記述課題 ▸
(1) 映画評の抜粋の内容を二文で要約してください。
(2) 映画評の抜粋から、「映画史の礎を築き上げたレジェ」で始まり「たいのである。その理由を以下挙げていく。」で終わる部分を一字一句違えずに書き写してください。
(3) 映画評の抜粋によると、ウィルとダニーがジャックした救急車に乗っていた救急救命士は誰ですか。

═══ 読解用の抜粋

アフガニスタンからの帰還兵であるウィル(ヤーヤ・アブドゥル=マティーン2世)は、義理の兄のダニー(ジェイク・ギレンホール)の元にある理由から借金の無心に赴く。しかしダニーはプロの銀行強盗であり、タイミング悪くこれから銀行へのタタキに向かう、まさにその瞬間だったのだ。そのキャリアを買われ、なし崩し的にそのタタキに参画することになったウィルだったが、ずさんな計画は破綻し、あっという間にLA警察の特殊部隊に包囲されてしまう。あわや一網打尽と思われたその時、二人の前に救急救命士のキャム(エイザ・ゴンザレス)を乗せた救急車が通りかかる。彼らは救急車をジャックし、乗り合わせていた瀕死の警察官とともに、地獄のような逃避行が始まってしまう……。

映画史の礎を築き上げたレジェンド、D・W・グリフィスが『イントレランス(不寛容、の意味)』を撮影してから1世紀近くが経過しようとしている。私の個人的な感覚だが、『イントレランス』の誕生によって映画は社会にはびこる不寛容を剔抉し、それを描き続ける宿命を抱いたと思っている。ヴィッテリオ・デ・シーカ『自転車泥棒』から黒澤明の『生きる』、最近なら是枝裕和の『万引家族』とかケン・ローチの『わたしは、ダニエルブレイク』に至るまで。どうしてこの社会は弱っている人に厳しいのだろう。少しくらいの悪事は見逃してやればいいのに、とまともな人間なら考えるのが人情というやつだが生憎この世はそう甘くない。溺れる犬は棒で叩け、と言わんばかりの形相で彼らの罪を暴こうとする。それが人間の本性なら、もういっそ滅びたらいいんじゃないかと思ったりもする。目上の人間が犯した汚職や疑獄事件には目を瞑るくせに。

何が言いたいかというと、私は世間は「いつものベイだ、おバカアクションだ」と評されるアンビュランスを、上にあげた「社会の不寛容を暴く社会派の映画」の列に成す傑作として位置づけたいのである。その理由を以下挙げていく。

おベイお得意の目の回りそうなキャメラワークや銃撃戦とか爆破シーンは本作でも健在だが、過去作の『バッドボーイズ』や『トランスフォーマー』などに比べるとやや抑え目な印象がある。というのもさもさりなんで、近年のハリウッド映画の中ではアンビュランスは(比較的)低予算で作られているのだ。しかしなら全くといって良いほど見劣りしない。まず火薬の量を補うかのように、編集がすごく良い。アーレン・ダノロフスキー監督とか、ポール・グリーングラス監督のジェイソンボーンシリーズを彷彿とさせる多カット編集の鶴瓶落としで畳みかける戦略を取っている。それは映画の映像というよりも、見るものに次々とマンガのコマ割りを彷彿とさせる視覚効果をもたらす。こと10分に一度訪れるアクションシーンにおいては、構図がバッチリと決まったスチール画の連続をバシバシと叩きつけられるような(実際はちゃんと映像作品なのだが)感覚が面白い。

══════
═══ データ

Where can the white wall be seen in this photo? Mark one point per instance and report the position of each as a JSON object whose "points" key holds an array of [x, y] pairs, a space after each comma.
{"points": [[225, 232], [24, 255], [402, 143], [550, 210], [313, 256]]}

══════
═══ データ

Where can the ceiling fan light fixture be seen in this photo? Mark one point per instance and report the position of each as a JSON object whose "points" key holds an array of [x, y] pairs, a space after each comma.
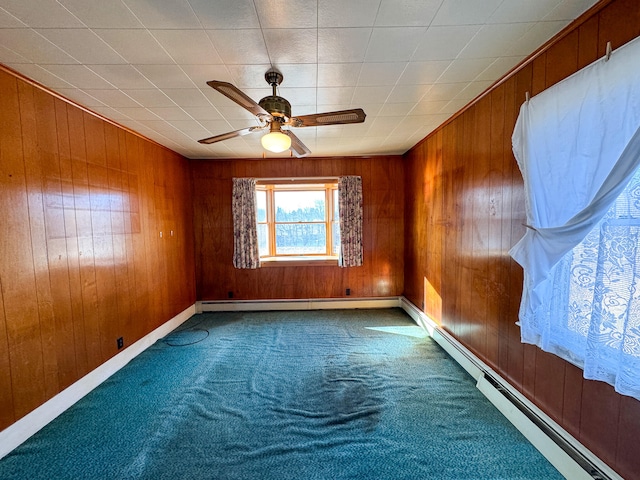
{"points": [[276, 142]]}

══════

課題別の解答 ▸
(1) アフガニスタンからの帰還兵ウィルは、義兄でプロの銀行強盗であるダニーの強盗に加わりますが、計画が破綻し、二人は救急車をジャックして救急救命士と瀕死の警察官を乗せたまま逃避行を始めます。筆者は、世間で「おバカアクション」と評される本作を社会の不寛容を暴く社会派映画の傑作と位置づけたいと述べ、比較的低予算ながら多カット編集の良さによって見劣りしないと評価しています。

(2)
映画史の礎を築き上げたレジェンド、D・W・グリフィスが『イントレランス(不寛容、の意味)』を撮影してから1世紀近くが経過しようとしている。私の個人的な感覚だが、『イントレランス』の誕生によって映画は社会にはびこる不寛容を剔抉し、それを描き続ける宿命を抱いたと思っている。ヴィッテリオ・デ・シーカ『自転車泥棒』から黒澤明の『生きる』、最近なら是枝裕和の『万引家族』とかケン・ローチの『わたしは、ダニエルブレイク』に至るまで。どうしてこの社会は弱っている人に厳しいのだろう。少しくらいの悪事は見逃してやればいいのに、とまともな人間なら考えるのが人情というやつだが生憎この世はそう甘くない。溺れる犬は棒で叩け、と言わんばかりの形相で彼らの罪を暴こうとする。それが人間の本性なら、もういっそ滅びたらいいんじゃないかと思ったりもする。目上の人間が犯した汚職や疑獄事件には目を瞑るくせに。

何が言いたいかというと、私は世間は「いつものベイだ、おバカアクションだ」と評されるアンビュランスを、上にあげた「社会の不寛容を暴く社会派の映画」の列に成す傑作として位置づけたいのである。その理由を以下挙げていく。

(3) キャム(エイザ・ゴンザレス)です。